** START OF DATA RECORDS **

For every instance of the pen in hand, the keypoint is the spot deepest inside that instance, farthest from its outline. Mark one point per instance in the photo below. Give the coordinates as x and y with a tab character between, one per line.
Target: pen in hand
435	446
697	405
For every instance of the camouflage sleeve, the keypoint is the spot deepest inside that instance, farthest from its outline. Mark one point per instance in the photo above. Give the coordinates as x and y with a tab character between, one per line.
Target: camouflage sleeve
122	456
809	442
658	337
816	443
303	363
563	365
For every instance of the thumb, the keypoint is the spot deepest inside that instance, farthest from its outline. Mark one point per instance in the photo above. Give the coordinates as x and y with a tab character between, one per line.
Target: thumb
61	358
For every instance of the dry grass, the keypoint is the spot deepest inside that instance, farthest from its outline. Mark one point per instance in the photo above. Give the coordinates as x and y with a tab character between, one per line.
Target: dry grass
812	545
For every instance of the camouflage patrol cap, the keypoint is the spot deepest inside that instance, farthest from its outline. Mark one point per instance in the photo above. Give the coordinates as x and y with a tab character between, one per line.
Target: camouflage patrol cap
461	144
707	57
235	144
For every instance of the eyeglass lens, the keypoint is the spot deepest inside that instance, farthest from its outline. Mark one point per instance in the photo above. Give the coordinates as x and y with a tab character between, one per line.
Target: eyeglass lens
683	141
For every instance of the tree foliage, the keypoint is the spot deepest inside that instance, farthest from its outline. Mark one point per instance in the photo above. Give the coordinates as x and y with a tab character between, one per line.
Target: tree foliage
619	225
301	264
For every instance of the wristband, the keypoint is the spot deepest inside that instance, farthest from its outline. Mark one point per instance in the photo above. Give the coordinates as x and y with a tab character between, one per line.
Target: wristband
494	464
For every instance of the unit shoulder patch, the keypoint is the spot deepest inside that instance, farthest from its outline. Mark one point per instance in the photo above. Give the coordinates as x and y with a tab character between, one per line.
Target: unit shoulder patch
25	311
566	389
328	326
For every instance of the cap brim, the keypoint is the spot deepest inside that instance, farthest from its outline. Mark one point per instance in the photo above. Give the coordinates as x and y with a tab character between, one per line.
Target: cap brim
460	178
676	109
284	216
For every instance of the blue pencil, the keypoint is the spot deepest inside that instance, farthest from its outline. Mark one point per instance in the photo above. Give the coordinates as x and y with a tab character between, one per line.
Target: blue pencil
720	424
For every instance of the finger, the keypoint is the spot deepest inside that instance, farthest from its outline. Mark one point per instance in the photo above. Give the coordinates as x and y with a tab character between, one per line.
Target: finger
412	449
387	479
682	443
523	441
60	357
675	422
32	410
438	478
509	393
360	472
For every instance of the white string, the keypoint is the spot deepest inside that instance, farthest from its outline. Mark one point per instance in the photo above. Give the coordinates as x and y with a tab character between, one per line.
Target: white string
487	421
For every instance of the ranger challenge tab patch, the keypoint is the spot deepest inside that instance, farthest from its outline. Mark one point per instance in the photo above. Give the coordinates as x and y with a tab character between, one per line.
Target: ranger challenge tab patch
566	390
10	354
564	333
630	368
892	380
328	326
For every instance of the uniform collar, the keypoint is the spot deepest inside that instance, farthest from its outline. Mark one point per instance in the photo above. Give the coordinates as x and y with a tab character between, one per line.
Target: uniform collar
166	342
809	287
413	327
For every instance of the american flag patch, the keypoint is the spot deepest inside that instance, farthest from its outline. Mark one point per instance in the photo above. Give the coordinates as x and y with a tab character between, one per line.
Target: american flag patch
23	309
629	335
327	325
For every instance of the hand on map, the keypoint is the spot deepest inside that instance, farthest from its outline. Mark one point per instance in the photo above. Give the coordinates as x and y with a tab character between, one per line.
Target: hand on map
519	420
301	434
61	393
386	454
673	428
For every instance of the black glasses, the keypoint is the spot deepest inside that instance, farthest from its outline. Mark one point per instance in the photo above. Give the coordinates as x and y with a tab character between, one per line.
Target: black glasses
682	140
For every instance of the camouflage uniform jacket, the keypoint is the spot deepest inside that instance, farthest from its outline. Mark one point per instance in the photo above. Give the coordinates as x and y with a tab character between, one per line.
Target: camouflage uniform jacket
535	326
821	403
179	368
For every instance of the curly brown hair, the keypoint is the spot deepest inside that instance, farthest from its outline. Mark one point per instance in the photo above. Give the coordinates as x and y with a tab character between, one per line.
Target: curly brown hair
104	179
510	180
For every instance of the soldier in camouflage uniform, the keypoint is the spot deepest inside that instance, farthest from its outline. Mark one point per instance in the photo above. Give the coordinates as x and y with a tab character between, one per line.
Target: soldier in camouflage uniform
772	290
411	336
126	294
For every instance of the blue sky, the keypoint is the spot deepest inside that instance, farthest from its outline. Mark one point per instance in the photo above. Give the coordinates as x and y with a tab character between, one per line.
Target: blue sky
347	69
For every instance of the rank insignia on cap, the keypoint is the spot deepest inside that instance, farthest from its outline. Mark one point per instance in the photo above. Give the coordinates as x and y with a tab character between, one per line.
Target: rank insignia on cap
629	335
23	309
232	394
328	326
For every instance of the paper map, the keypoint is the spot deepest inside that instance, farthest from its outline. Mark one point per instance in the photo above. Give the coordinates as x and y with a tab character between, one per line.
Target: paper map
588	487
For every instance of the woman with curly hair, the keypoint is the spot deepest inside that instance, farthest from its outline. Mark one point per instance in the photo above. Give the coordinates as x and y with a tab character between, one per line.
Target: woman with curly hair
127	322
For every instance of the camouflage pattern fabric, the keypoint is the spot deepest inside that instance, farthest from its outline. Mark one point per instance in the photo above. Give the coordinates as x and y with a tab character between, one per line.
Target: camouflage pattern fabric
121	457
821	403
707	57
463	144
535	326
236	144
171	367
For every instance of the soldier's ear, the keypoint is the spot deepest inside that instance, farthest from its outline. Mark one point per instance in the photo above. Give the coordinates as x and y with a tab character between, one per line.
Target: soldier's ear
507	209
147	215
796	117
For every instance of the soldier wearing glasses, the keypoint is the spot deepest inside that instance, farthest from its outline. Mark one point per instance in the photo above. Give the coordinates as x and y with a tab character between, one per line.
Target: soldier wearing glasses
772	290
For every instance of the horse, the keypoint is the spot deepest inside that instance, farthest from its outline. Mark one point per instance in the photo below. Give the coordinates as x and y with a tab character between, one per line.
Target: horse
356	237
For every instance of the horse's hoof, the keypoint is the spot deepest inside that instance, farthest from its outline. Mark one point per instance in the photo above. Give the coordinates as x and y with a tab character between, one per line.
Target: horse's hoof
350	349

** END OF DATA RECORDS **

**PROBLEM DESCRIPTION**
Write out every line exactly as it stands.

**RESPONSE**
For every instance of the pen in hand, the keypoint is the spot deepest inside that instance, farthest from its outline. Mark one point per instance in the photo below. Give the coordinates as x and y with a tab character between, one per line.
Target: pen in hand
435	446
697	405
For every instance of the camouflage sleeve, the keypoint is the spot deepest inside that instance, farthest from its outline. Mark one point per instance in the photo above. Give the coordinates as x and y with a tab character between, one per line.
Target: camouflage sleeve
122	456
809	442
658	337
816	443
303	363
563	365
For every instance of the thumb, the keypoint is the spot deepest inside that instance, farthest from its outline. Mark one point per instance in the photo above. Give the coordinates as x and y with a tab character between, one per line.
Target: thumb
61	358
For every instance of the dry grass, the keypoint is the spot deepest inside that instance, farthest from its outline. Mark one point per instance in the photo above. Give the coordinates as x and y with a tab character between, one per line.
Target: dry grass
812	545
For every instance of the camouflage patrol cap, the keypoint is the spot deepest inside that instance, farthest from its outline. Mark one point per instance in the photo above. Give the coordinates as x and y with a tab character between, one per line.
Target: camouflage patrol cap
461	144
707	57
235	144
For every instance of the eyeglass lens, the keypoint is the spot deepest inside that instance, farthest from its outline. Mark one point per instance in the photo above. Give the coordinates as x and y with a tab character between, one per line.
Target: eyeglass lens
683	141
For every instance of the tree foliage, the keypoint is the spot deepest inside that instance, farthest from its outline. Mark one point per instance in the photo above. Give the coordinates as x and y with a tab character between, one per line.
Target: tree foliage
619	225
301	264
For every instance of the wristband, the keypoint is the spot deepest inside that instance, farthest from its outline. Mark one point per instance in the photo above. Give the coordinates as x and y with a tab character between, one per line.
Target: wristband
494	464
For every instance of the unit shoulder patch, the keypoint is the spot deepest inside that instance, farthest from its outline. Mark one point per instance in the photo above. Give the coordinates as x and y with a tab character between, one per line.
Target: unit shoulder patch
25	311
566	389
328	326
For every instance of the cap brim, the keypoint is the spot deepest inside that instance, farthest from its outline. Mark one point per instance in the photo above. Give the coordinates as x and y with a tab character between, one per line.
Target: cap brim
460	178
676	109
284	216
For every instance of the blue pencil, the keypoint is the spot deepest inside that instance, farthest from its outline. Mark one point per instance in the photo above. Give the coordinates as x and y with a tab character between, one per line.
Target: blue pencil
720	424
For every instance of the finger, the keypoint is the spot deepest inside that instance, farthest from its outline. Mark one point per instance in the photo above. Give the coordinates as x and y with a tab character between, one per line.
Target: finger
412	449
387	479
682	443
523	441
60	357
675	422
32	410
438	478
509	393
360	472
For every instance of the white string, the keypoint is the spot deepest inside that instance, farthest from its outline. Mark one point per instance in the photo above. Give the coordinates as x and y with a tab character between, one per line.
Target: white string
487	421
For every instance of the ranger challenge tab patch, the keypoint is the spot deepest inside that instance, farthest from its outline. Mark one point per instance in the photo above. Give the coordinates as x and y with a tab character between, one per line.
Target: ranger challenge tab patch
566	390
10	354
564	333
630	368
892	380
328	326
For every instance of the uniform collar, the keypoint is the spot deepest inside that instance, farthest from its outline. Mark one point per instance in the photo above. Give the coordinates as x and y with a tab character between, one per line.
Target: uniform collar
166	342
809	287
413	327
For every instance of the american flag patch, the keypoint is the spot deepest inside that instance, farthest from its outline. Mark one point per instance in the photo above. Give the coordinates as x and y with a tab character between, one per line.
Target: american flag patch
23	309
629	335
327	325
For every instance of the hand on map, the keypoint is the spot deepest inside that instance, farthest from its outline. Mark one point per instance in the photo above. Give the coordinates as x and y with a tab character between, one per line.
Target: hand on map
519	420
301	434
61	393
386	454
673	428
For every instance of the black glasses, the keypoint is the spot deepest inside that instance, farthest from its outline. Mark one point per instance in the photo above. Give the coordinates as x and y with a tab character between, one per line.
Target: black glasses
682	140
For every instance of the camouflage uniform jacket, the keypoint is the spot deepest inside that instance, farthest from its outline. Mark one point per instance in the photo above. Give the coordinates as x and y with a tab character between, one per line.
Target: camouflage uniform jacket
535	326
821	403
179	368
For every instance of the curly brown hair, the keypoint is the spot deepest inside that instance, farthest from its outline. Mark one point per instance in the photo above. Give the coordinates as x and y with a tab character between, one per line.
Target: curly brown hair
104	179
510	180
For every instance of the soldier in camouflage uniform, the keypoint is the spot deepest inside that instance, farthest from its outline. Mark one point per instance in the photo above. Give the coordinates as x and y with a tab character between, one per line.
Target: soldier in camouflage uniform
772	290
411	336
126	294
For every instance of the blue sky, the keypoint is the spot deepest inside that instance, farthest from its outline. Mark one point per instance in the photo above. Give the coordinates as x and y with a tab character between, one per line.
Target: blue sky
347	69
For every instance of the rank insignia on cap, the keypoint is the spot deepest inside that instance, farthest from its outline. Mark one point per instance in the photo above. Give the coordinates as x and y with a tab character between, one per line.
Target: rank insignia on cap
629	335
23	309
232	394
328	326
For every instance of the paper map, the keypoint is the spot deepest inside that instance, farthest from its outline. Mark one point per instance in the photo above. Give the coordinates as x and y with a tab character between, one per line.
Target: paper map
588	487
For every instance of the woman with curly hair, the keypoint is the spot deepest inside that instance, farthest from its outline. Mark one point per instance in the photo above. Give the coordinates as x and y with a tab character between, one per line.
Target: woman with curly hair
127	322
For every instance of the camouflage pattern fabric, the keypoint is the spot deepest inside that instance, farthest from its outline. Mark one point per instance in the photo above. Give the coordinates as x and y with a tab character between, one per line.
Target: camouflage pattern fabric
121	457
821	403
707	57
463	144
535	326
236	144
171	367
For every instance of the soldier's ear, the keypoint is the spot deepest inside that instance, farthest from its outline. Mark one point per instance in the photo above. Give the coordinates as x and y with a tab character between, one per line.
Target: soldier's ear
507	209
147	215
796	117
For every instance of the soldier wearing glasses, the keypoint is the spot deepest inside that instance, farthest from its outline. Mark one point per instance in the photo above. Give the coordinates as x and y with a tab character between, one per line.
Target: soldier wearing glasses
772	290
For every instance of the horse, the keypoint is the spot deepest inside that instance, farthest from its outline. Mark one point per instance in the photo below. Give the coordinates as x and y with a tab character between, one per line.
Target: horse
356	237
For every instance of the horse's hoof, the keypoint is the spot deepest inside that instance, farthest from its outline. Mark one point per instance in the photo above. Give the coordinates as x and y with a tab character between, one per line.
Target: horse's hoof
350	349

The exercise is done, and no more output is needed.